* **REQUEST**: Convert every line of the records below into a numbered list, skipping the blank lines and leaving out the pictures.

* **INPUT ROWS**:
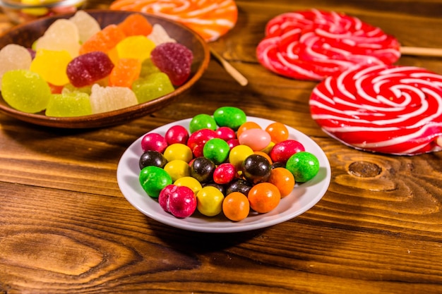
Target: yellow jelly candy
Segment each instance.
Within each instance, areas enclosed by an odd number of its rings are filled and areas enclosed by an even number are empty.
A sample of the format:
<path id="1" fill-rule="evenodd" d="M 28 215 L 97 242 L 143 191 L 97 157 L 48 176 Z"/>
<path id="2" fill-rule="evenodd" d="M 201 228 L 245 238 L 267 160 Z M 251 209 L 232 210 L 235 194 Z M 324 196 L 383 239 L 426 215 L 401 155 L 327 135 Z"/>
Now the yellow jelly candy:
<path id="1" fill-rule="evenodd" d="M 136 59 L 140 61 L 150 57 L 155 44 L 145 36 L 131 36 L 117 44 L 119 59 Z"/>
<path id="2" fill-rule="evenodd" d="M 66 68 L 71 60 L 72 58 L 66 51 L 40 49 L 37 51 L 30 69 L 47 82 L 62 86 L 69 82 Z"/>

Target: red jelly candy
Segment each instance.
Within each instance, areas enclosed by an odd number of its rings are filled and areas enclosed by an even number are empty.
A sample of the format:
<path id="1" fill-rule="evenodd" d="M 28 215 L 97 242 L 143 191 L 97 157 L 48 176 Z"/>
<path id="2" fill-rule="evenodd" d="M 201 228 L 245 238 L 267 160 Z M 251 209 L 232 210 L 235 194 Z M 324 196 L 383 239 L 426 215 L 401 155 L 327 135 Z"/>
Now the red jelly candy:
<path id="1" fill-rule="evenodd" d="M 68 64 L 66 74 L 73 85 L 80 87 L 106 78 L 112 68 L 114 63 L 107 55 L 97 51 L 72 59 Z"/>
<path id="2" fill-rule="evenodd" d="M 174 85 L 184 84 L 190 76 L 193 54 L 186 46 L 163 43 L 152 50 L 150 54 L 153 64 L 169 76 Z"/>

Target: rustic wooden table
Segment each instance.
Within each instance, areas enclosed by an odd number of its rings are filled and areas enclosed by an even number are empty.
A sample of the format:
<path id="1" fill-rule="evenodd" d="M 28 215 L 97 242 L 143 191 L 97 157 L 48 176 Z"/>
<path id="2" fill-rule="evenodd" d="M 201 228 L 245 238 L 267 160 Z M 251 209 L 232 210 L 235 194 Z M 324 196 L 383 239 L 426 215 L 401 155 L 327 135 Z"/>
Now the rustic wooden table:
<path id="1" fill-rule="evenodd" d="M 210 46 L 244 73 L 246 87 L 213 60 L 179 99 L 124 125 L 54 129 L 0 115 L 0 293 L 442 293 L 442 152 L 396 157 L 344 146 L 311 118 L 316 82 L 277 76 L 255 56 L 268 20 L 311 8 L 357 16 L 403 45 L 442 47 L 442 1 L 237 6 L 236 27 Z M 442 58 L 403 56 L 398 64 L 442 73 Z M 288 221 L 226 234 L 176 229 L 132 207 L 116 178 L 130 144 L 225 105 L 316 141 L 332 168 L 323 199 Z"/>

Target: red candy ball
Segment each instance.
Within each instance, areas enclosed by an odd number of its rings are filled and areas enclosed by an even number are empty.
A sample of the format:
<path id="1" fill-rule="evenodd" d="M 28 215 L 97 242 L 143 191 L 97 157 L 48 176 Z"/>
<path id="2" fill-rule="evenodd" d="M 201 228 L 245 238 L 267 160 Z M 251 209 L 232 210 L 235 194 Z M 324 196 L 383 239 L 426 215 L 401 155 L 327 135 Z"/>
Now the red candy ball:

* **RESPONSE BELOW**:
1. Target: yellow jelly candy
2. Segment each instance.
3. Within each instance, areas enclosed by an odd number of its rings are filled and areas enclosed by an even number are empty.
4. A sample of the format:
5. <path id="1" fill-rule="evenodd" d="M 28 215 L 97 242 L 143 191 L 97 157 L 48 176 Z"/>
6. <path id="2" fill-rule="evenodd" d="M 201 228 L 245 238 L 267 160 Z M 251 209 L 232 210 L 235 194 Z M 324 196 L 383 239 L 426 215 L 401 155 L 327 135 Z"/>
7. Now the yellow jelly candy:
8. <path id="1" fill-rule="evenodd" d="M 136 59 L 140 61 L 150 57 L 155 44 L 145 36 L 131 36 L 117 44 L 119 59 Z"/>
9. <path id="2" fill-rule="evenodd" d="M 66 68 L 71 60 L 72 58 L 66 51 L 40 49 L 37 51 L 30 69 L 47 82 L 62 86 L 69 82 Z"/>
10. Target: red jelly candy
11. Segment each instance.
12. Within each instance, areas enclosed by an odd number of its rings are filled and areas enclosed by an even number are empty.
13. A sample of the format:
14. <path id="1" fill-rule="evenodd" d="M 28 215 L 97 242 L 143 191 L 97 157 L 48 176 Z"/>
15. <path id="2" fill-rule="evenodd" d="M 201 228 L 245 238 L 267 160 Z M 251 209 L 232 210 L 235 194 Z M 324 196 L 383 239 L 426 215 L 401 155 L 327 135 Z"/>
16. Now the red jelly candy:
17. <path id="1" fill-rule="evenodd" d="M 68 64 L 66 74 L 73 85 L 80 87 L 106 78 L 112 68 L 114 63 L 107 55 L 97 51 L 72 59 Z"/>
18. <path id="2" fill-rule="evenodd" d="M 174 85 L 184 84 L 190 76 L 193 54 L 186 46 L 163 43 L 152 50 L 150 54 L 153 64 L 169 76 Z"/>
19. Target: rustic wooden table
20. Segment each instance.
21. Within each instance, areas enclosed by an odd number of its rings are filled and areas enclosed by an even number are empty.
22. A sample of the format:
23. <path id="1" fill-rule="evenodd" d="M 28 215 L 97 242 L 143 191 L 97 157 L 48 176 Z"/>
24. <path id="2" fill-rule="evenodd" d="M 201 228 L 245 238 L 267 160 Z M 251 209 L 232 210 L 235 194 Z M 324 196 L 383 239 L 426 215 L 401 155 L 327 135 Z"/>
25. Now the rustic wooden table:
26. <path id="1" fill-rule="evenodd" d="M 210 46 L 244 73 L 246 87 L 213 60 L 179 99 L 124 125 L 54 129 L 0 115 L 0 293 L 442 293 L 442 152 L 396 157 L 344 146 L 311 118 L 316 82 L 277 76 L 255 56 L 268 20 L 311 8 L 357 16 L 403 45 L 442 47 L 442 1 L 237 6 L 236 27 Z M 442 58 L 403 56 L 398 64 L 442 73 Z M 288 221 L 226 234 L 176 229 L 132 207 L 116 178 L 130 144 L 225 105 L 316 141 L 332 168 L 323 199 Z"/>
27. Target: red candy ball
28. Segment each instance.
29. Within each instance, areas enclosed by an odd number of its rings are filled and areas enclosed by an even number are empty.
30. A sample of the format:
31. <path id="1" fill-rule="evenodd" d="M 28 215 L 97 242 L 143 191 L 97 157 L 48 176 Z"/>
32. <path id="2" fill-rule="evenodd" d="M 201 228 L 245 238 L 267 160 Z M 251 209 L 232 210 L 235 194 Z M 324 196 L 383 239 L 426 215 L 401 155 L 327 135 Z"/>
33. Now the red candy ball:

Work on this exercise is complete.